__DO THIS__:
Write out everything from the first of the rows below down to the line containing "168 108 235 129", both ends included and requests kept. Multiply each bounding-box coordinate in the answers by 1.65 and round it to a whole number, halves up, but leave every number in the requests as it is, including the format sample.
________________________________________
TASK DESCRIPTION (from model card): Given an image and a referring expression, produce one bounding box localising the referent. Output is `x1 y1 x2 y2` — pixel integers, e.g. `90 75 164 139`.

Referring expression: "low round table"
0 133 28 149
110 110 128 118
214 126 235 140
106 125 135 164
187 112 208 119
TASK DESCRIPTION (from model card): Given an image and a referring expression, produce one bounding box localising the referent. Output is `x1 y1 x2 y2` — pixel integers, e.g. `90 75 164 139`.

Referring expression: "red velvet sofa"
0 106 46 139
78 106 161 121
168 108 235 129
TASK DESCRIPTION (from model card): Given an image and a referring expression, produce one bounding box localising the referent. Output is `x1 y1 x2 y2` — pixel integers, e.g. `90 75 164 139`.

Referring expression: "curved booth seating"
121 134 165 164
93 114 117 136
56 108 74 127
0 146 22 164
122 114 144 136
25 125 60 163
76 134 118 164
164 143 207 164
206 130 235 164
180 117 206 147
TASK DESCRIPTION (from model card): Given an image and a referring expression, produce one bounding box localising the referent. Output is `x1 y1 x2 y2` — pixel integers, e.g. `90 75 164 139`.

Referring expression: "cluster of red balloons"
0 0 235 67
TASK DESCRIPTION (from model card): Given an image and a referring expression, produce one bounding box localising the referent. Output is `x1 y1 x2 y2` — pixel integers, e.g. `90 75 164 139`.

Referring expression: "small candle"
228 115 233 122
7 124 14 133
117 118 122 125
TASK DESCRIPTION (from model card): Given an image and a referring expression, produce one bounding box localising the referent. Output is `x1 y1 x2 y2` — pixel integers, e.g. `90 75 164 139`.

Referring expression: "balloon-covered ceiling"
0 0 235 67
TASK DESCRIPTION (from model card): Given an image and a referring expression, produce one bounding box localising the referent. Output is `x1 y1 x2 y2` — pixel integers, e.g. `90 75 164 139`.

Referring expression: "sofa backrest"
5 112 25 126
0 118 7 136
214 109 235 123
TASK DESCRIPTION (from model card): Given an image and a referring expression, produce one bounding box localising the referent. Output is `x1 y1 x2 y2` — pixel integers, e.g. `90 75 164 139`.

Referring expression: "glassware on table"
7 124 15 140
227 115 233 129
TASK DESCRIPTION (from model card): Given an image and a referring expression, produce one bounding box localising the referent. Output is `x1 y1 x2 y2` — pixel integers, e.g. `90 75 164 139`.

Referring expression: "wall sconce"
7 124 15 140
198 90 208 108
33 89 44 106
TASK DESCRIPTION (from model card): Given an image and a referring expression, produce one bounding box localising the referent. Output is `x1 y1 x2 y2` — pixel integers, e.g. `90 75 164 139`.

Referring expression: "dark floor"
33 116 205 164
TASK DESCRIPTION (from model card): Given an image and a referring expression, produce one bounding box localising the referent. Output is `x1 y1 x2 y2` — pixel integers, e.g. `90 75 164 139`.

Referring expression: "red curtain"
________________________________________
__TASK RESULT__:
TASK DESCRIPTION (from model card): Given an image and a referring expression, produce one bounding box localising the referent. Output is `x1 y1 x2 y2` — pixel integers, e.g. `90 75 164 139`.

Referring expression: "low round table"
0 219 46 246
182 182 211 195
353 208 388 231
175 206 223 271
309 185 343 196
TASK DESCRIPTION (from model card): Given an image and a referring expression, produce one bounding box localising the referent. Output is `x1 y1 x2 y2` — pixel integers, e.g. `90 75 164 139`.

Referring expression: "red velvet sofa"
0 175 76 229
129 175 266 200
277 178 388 213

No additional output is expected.